- WORK TASK
From the listing below, copy each line where "single" occurs.

- DATA TO PROCESS
= Beginning of Section =
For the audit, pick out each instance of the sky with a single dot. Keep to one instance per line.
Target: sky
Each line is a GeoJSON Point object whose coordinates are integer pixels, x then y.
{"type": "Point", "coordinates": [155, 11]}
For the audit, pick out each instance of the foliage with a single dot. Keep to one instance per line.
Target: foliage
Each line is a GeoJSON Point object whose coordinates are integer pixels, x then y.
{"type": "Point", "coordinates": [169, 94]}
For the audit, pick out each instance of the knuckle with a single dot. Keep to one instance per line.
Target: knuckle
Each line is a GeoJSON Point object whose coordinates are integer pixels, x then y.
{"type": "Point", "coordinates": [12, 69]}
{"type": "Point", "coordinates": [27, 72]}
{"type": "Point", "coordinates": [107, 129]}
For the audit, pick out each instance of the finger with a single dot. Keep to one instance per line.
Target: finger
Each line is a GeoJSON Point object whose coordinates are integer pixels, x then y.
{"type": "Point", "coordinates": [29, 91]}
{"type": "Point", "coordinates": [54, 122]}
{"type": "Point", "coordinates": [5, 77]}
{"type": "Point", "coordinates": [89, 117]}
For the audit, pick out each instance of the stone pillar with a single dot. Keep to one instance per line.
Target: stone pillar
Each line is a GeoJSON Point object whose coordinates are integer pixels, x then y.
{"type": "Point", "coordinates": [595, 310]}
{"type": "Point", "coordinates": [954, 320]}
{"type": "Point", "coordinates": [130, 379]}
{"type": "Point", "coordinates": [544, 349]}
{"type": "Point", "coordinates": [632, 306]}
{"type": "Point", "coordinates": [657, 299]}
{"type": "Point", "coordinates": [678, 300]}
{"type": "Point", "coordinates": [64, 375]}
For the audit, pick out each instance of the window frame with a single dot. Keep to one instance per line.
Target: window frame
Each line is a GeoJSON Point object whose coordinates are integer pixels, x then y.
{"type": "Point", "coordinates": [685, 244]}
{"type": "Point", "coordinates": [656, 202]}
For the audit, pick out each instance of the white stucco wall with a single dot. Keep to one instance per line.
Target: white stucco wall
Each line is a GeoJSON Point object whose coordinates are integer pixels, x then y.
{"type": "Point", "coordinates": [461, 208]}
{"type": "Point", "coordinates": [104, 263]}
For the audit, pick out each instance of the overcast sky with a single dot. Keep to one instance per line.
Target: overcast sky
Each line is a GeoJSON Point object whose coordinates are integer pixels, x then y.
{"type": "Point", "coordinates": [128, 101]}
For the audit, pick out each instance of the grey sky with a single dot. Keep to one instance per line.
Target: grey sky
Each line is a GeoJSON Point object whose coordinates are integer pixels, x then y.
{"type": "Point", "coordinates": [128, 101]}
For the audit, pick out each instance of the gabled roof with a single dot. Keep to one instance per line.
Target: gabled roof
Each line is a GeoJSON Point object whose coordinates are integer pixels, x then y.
= End of Section =
- SOLUTION
For the audit, pick out each instance of the sky with a single dot. Keep to one instance per line.
For the audit, pick out each instance of the foliage with a single dot. Keep to one instance per line.
For the audit, pick out each instance of the knuckle with a single dot. Keep to one instance per line.
For the audit, pick out each instance of the finger with a single dot. Keep to one instance per line.
For the audit, pick out each instance of the stone pillar with a single dot. Keep to one instance per line.
For the audit, pick out each instance of the window frame with a single dot. Keep to one instance per line.
For the audit, pick out each instance of the white stucco wall with a single dot. Keep to one instance per line.
For the audit, pick out each instance of the overcast sky with a single dot. Keep to one instance per line.
For the audit, pick out each instance of the grey sky with a single dot. Keep to one instance per line.
For the audit, pick out each instance of the gabled roof with a single dot. Keep to one instance per line.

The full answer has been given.